| Input data |
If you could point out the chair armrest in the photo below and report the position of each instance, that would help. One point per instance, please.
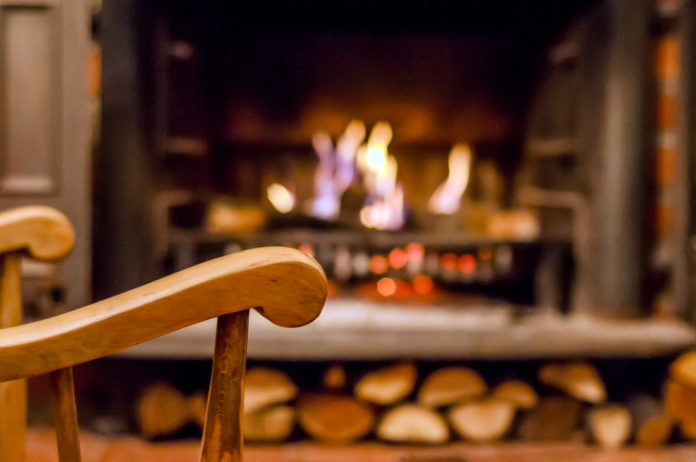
(44, 232)
(284, 285)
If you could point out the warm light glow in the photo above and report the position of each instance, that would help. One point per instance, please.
(422, 285)
(384, 207)
(485, 253)
(449, 262)
(398, 258)
(415, 251)
(336, 169)
(446, 198)
(281, 197)
(379, 264)
(467, 264)
(386, 287)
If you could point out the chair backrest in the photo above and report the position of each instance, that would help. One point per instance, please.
(44, 234)
(284, 285)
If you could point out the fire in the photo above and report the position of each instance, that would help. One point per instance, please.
(446, 198)
(384, 207)
(336, 170)
(281, 197)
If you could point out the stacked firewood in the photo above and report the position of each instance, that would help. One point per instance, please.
(393, 404)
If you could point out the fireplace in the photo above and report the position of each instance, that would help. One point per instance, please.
(451, 172)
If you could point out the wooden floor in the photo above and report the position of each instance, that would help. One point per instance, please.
(41, 448)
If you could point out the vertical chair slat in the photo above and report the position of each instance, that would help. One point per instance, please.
(65, 415)
(13, 395)
(222, 433)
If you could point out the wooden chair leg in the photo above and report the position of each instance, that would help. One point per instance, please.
(13, 395)
(222, 433)
(65, 415)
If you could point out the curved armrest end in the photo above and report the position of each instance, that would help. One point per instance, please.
(43, 231)
(285, 285)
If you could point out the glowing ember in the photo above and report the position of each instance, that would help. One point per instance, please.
(422, 285)
(386, 287)
(467, 264)
(445, 200)
(281, 197)
(379, 264)
(449, 262)
(398, 258)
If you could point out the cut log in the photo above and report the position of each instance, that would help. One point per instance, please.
(334, 419)
(271, 424)
(519, 393)
(264, 387)
(451, 385)
(388, 385)
(680, 406)
(652, 425)
(162, 410)
(683, 369)
(655, 431)
(482, 421)
(555, 418)
(335, 377)
(579, 380)
(680, 402)
(610, 426)
(414, 424)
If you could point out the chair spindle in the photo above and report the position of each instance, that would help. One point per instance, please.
(222, 433)
(13, 394)
(65, 415)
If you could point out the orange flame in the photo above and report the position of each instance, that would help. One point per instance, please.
(384, 208)
(446, 198)
(281, 197)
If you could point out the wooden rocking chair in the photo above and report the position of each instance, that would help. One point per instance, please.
(284, 285)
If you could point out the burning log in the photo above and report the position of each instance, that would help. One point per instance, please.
(520, 393)
(264, 387)
(652, 425)
(334, 419)
(413, 423)
(610, 426)
(450, 385)
(387, 385)
(162, 410)
(580, 380)
(270, 424)
(482, 421)
(563, 411)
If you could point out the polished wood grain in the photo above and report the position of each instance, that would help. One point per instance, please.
(45, 234)
(65, 411)
(222, 434)
(13, 395)
(284, 285)
(43, 231)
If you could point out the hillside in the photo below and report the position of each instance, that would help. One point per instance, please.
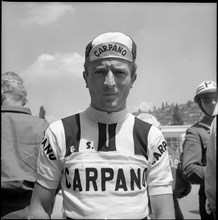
(186, 114)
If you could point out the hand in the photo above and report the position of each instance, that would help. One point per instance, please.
(207, 207)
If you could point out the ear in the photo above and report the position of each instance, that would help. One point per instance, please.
(133, 77)
(85, 76)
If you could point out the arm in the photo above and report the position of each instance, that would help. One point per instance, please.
(160, 178)
(41, 201)
(192, 155)
(162, 206)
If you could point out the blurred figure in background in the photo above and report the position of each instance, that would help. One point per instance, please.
(210, 176)
(181, 187)
(196, 142)
(22, 134)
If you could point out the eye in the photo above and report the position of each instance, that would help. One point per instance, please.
(98, 72)
(120, 72)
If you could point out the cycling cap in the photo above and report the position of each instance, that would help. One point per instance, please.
(149, 118)
(111, 45)
(205, 88)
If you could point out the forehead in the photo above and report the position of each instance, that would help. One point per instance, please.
(110, 62)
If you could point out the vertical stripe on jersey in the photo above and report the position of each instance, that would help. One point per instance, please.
(72, 133)
(106, 138)
(140, 134)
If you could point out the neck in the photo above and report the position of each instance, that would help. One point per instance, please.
(207, 119)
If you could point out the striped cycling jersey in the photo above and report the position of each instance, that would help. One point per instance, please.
(106, 164)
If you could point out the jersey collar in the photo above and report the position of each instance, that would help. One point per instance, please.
(104, 117)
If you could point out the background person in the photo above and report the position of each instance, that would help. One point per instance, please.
(105, 157)
(22, 134)
(210, 175)
(196, 142)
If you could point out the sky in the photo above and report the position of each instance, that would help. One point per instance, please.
(45, 43)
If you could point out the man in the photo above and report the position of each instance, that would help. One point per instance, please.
(210, 176)
(22, 134)
(196, 141)
(106, 159)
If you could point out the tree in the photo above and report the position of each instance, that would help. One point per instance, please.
(162, 106)
(177, 119)
(42, 112)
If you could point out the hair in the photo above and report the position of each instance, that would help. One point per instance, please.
(13, 86)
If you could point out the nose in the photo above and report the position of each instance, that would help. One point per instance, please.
(109, 80)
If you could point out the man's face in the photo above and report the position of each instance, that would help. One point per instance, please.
(208, 102)
(109, 82)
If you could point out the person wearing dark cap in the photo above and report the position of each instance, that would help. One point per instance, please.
(108, 161)
(196, 142)
(21, 136)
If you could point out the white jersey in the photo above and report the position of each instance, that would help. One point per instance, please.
(106, 163)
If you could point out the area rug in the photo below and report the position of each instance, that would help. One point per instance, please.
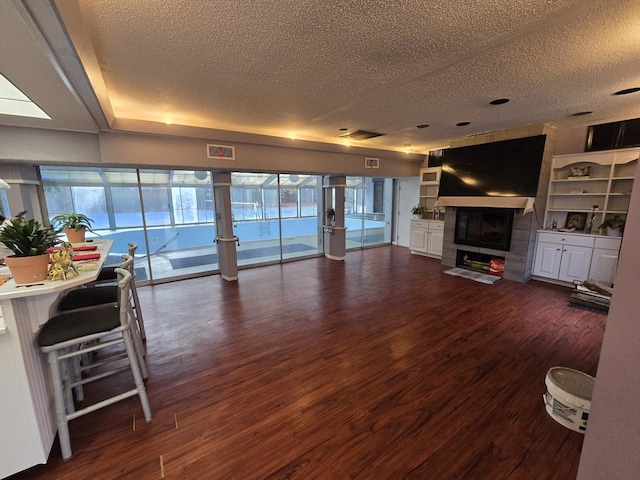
(471, 275)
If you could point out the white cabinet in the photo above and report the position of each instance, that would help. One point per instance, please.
(427, 237)
(567, 257)
(574, 263)
(580, 181)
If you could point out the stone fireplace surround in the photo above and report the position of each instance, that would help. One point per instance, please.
(518, 260)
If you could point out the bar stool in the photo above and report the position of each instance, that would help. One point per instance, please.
(69, 335)
(98, 294)
(107, 274)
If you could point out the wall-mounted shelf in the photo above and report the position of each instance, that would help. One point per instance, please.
(429, 185)
(608, 184)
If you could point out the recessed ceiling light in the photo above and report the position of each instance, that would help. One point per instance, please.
(14, 102)
(627, 91)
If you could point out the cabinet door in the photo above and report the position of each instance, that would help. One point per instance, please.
(434, 244)
(418, 240)
(547, 261)
(604, 264)
(575, 263)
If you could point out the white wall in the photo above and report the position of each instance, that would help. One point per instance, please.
(611, 449)
(408, 193)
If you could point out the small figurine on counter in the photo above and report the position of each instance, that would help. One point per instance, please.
(62, 266)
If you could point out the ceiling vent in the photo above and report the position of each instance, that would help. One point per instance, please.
(222, 152)
(361, 135)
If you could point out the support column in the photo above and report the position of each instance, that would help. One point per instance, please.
(227, 255)
(335, 234)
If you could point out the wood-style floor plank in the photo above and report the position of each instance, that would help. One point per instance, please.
(378, 367)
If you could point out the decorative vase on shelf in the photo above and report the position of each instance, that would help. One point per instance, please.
(31, 269)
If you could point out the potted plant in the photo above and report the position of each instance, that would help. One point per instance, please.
(74, 225)
(614, 226)
(29, 241)
(419, 210)
(331, 214)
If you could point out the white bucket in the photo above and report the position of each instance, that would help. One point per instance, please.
(568, 397)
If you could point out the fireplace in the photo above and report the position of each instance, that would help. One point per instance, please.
(484, 227)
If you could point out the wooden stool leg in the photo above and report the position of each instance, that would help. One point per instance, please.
(137, 376)
(58, 397)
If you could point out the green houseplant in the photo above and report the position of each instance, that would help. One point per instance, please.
(29, 241)
(419, 210)
(614, 226)
(74, 225)
(331, 214)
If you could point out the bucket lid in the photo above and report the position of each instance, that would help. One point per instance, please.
(572, 381)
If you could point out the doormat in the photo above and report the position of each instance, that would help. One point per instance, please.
(471, 275)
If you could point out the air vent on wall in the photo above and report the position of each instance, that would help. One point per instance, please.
(371, 163)
(361, 135)
(222, 152)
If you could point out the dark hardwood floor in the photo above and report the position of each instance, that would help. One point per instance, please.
(379, 367)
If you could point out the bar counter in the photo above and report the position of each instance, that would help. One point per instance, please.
(27, 419)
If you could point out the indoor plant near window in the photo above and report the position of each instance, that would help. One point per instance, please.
(74, 225)
(419, 210)
(29, 241)
(331, 214)
(614, 226)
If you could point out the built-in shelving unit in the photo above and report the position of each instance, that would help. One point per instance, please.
(608, 184)
(429, 184)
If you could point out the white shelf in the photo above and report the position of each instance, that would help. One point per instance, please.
(612, 174)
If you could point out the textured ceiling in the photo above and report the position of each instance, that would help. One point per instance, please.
(307, 68)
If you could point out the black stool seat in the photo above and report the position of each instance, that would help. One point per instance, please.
(88, 297)
(75, 324)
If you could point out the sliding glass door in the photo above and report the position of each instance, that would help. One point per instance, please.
(368, 207)
(169, 214)
(275, 216)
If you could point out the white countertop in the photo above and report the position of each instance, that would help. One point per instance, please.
(10, 290)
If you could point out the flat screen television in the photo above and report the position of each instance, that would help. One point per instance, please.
(497, 169)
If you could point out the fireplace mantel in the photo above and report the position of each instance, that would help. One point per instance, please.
(526, 203)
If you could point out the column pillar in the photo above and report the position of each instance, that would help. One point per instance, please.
(227, 255)
(335, 235)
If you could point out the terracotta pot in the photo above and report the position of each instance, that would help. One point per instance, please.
(75, 236)
(31, 269)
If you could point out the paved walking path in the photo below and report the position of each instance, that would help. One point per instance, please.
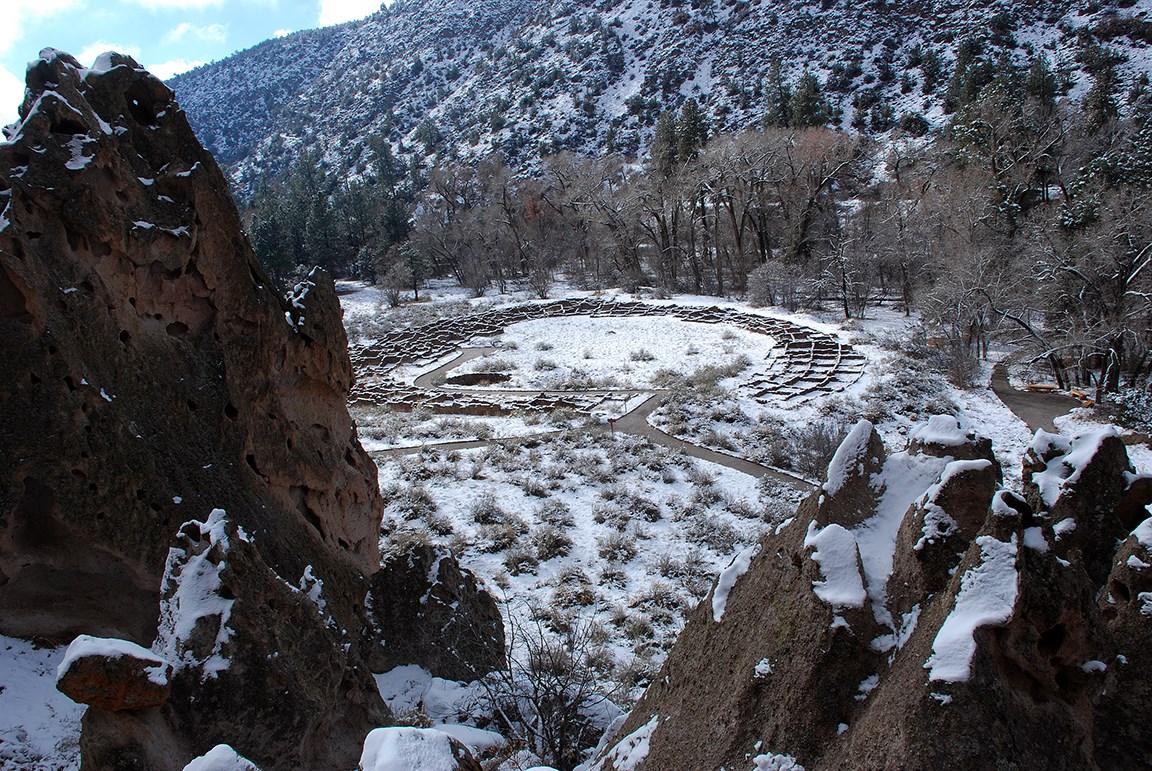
(634, 422)
(1038, 410)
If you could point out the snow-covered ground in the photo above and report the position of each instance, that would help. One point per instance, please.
(588, 529)
(39, 726)
(613, 353)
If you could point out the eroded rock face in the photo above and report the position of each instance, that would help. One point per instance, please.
(153, 375)
(113, 674)
(955, 632)
(426, 610)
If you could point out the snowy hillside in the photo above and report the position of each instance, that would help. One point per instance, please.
(527, 77)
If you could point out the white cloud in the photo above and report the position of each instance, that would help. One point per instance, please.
(12, 93)
(86, 57)
(17, 12)
(166, 69)
(335, 12)
(153, 5)
(207, 33)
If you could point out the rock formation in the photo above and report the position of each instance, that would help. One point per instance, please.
(950, 625)
(157, 386)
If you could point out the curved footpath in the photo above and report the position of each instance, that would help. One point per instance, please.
(1038, 410)
(634, 422)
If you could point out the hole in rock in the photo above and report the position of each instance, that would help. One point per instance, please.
(1052, 640)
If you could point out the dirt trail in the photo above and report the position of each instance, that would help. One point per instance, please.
(634, 422)
(1038, 410)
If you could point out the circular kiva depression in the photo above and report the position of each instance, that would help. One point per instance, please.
(787, 362)
(585, 353)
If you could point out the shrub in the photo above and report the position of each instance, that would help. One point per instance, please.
(616, 546)
(550, 542)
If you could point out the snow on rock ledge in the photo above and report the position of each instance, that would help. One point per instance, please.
(987, 596)
(113, 674)
(415, 749)
(221, 757)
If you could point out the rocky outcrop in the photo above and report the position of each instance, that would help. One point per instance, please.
(156, 385)
(949, 628)
(113, 674)
(426, 610)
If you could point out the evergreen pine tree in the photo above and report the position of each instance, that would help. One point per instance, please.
(1041, 82)
(691, 131)
(809, 107)
(778, 97)
(665, 144)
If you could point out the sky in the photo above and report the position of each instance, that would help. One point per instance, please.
(167, 37)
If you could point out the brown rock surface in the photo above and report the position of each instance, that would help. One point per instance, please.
(151, 373)
(995, 655)
(426, 610)
(113, 674)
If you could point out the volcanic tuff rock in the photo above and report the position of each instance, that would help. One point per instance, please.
(922, 636)
(156, 386)
(451, 626)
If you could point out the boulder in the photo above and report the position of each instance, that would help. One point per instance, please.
(426, 610)
(221, 757)
(113, 674)
(990, 641)
(259, 664)
(415, 749)
(848, 493)
(152, 371)
(1081, 483)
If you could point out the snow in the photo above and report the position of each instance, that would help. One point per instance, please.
(775, 763)
(1035, 539)
(221, 757)
(1063, 527)
(629, 753)
(614, 353)
(728, 577)
(836, 554)
(944, 430)
(1143, 533)
(39, 726)
(987, 596)
(408, 749)
(848, 460)
(1063, 470)
(411, 690)
(194, 582)
(85, 645)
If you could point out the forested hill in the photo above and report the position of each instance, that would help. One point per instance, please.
(529, 77)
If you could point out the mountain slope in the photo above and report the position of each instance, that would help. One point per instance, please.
(528, 76)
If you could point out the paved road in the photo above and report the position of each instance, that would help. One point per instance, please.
(1038, 410)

| What the task requires |
Repeat only the tail of the entries, exactly: the line containing "If you could point out the forested" and every line after it, to the end.

| Exercise answer |
If you could point out the forested hill in the photo above and report the position of each instance, that would help. One point per instance, please.
(529, 77)
If you could point out the mountain slope in the photo above and report the position of each instance, that would help. One point per instance, please.
(528, 76)
If you could point out the paved road in the photo above and report the position of each instance, that would help. One point per instance, please.
(1038, 410)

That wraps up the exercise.